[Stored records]
*** Block opens ***

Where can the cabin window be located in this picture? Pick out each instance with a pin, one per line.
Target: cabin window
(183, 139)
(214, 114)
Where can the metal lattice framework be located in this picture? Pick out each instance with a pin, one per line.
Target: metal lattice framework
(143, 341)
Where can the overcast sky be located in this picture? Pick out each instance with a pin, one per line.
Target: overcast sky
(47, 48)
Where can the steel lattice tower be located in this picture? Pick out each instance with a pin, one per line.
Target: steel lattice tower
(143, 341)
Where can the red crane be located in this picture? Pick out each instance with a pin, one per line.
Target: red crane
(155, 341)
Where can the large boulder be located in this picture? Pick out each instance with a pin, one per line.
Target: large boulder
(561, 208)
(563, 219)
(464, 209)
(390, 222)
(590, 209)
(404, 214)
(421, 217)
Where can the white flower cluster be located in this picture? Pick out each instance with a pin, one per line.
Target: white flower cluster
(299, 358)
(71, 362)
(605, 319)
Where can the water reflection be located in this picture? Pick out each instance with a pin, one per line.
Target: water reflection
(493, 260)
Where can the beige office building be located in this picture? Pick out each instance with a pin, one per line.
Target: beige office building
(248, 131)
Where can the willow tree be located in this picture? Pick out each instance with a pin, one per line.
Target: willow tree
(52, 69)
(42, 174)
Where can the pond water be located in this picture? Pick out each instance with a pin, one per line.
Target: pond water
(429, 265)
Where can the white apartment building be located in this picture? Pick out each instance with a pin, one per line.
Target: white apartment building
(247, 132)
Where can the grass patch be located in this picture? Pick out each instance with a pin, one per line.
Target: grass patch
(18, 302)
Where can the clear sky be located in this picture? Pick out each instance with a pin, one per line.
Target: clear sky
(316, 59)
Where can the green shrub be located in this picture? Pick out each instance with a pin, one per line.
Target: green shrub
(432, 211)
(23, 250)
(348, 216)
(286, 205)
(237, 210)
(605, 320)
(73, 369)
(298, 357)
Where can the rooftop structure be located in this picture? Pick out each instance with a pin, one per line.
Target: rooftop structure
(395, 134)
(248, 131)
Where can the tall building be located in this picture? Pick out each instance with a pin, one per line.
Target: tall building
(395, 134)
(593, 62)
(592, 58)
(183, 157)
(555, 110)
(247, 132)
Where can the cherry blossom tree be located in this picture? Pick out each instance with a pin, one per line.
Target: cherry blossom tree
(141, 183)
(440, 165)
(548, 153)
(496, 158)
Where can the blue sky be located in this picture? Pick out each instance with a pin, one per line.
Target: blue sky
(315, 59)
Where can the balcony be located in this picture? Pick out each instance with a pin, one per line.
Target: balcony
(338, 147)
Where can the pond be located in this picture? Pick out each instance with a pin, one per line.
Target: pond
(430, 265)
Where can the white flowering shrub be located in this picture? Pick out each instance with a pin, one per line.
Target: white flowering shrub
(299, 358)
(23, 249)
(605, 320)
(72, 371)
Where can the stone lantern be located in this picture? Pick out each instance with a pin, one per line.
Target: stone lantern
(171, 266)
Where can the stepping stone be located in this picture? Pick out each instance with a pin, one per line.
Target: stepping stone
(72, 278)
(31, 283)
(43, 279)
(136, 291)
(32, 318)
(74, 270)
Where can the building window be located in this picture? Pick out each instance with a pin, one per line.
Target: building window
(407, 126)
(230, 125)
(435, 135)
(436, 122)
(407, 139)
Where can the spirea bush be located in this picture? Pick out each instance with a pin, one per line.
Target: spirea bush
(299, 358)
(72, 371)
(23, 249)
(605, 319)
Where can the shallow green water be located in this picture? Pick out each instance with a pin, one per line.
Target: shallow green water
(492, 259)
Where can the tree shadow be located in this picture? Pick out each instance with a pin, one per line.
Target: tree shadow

*** Block closes ***

§ **Task requirements**
Please list every line of the records that contains "shadow".

§ **Problem solution**
Where can the tree shadow be located in this picture? Pick out each instance with a pin, one per line.
Target: tree shadow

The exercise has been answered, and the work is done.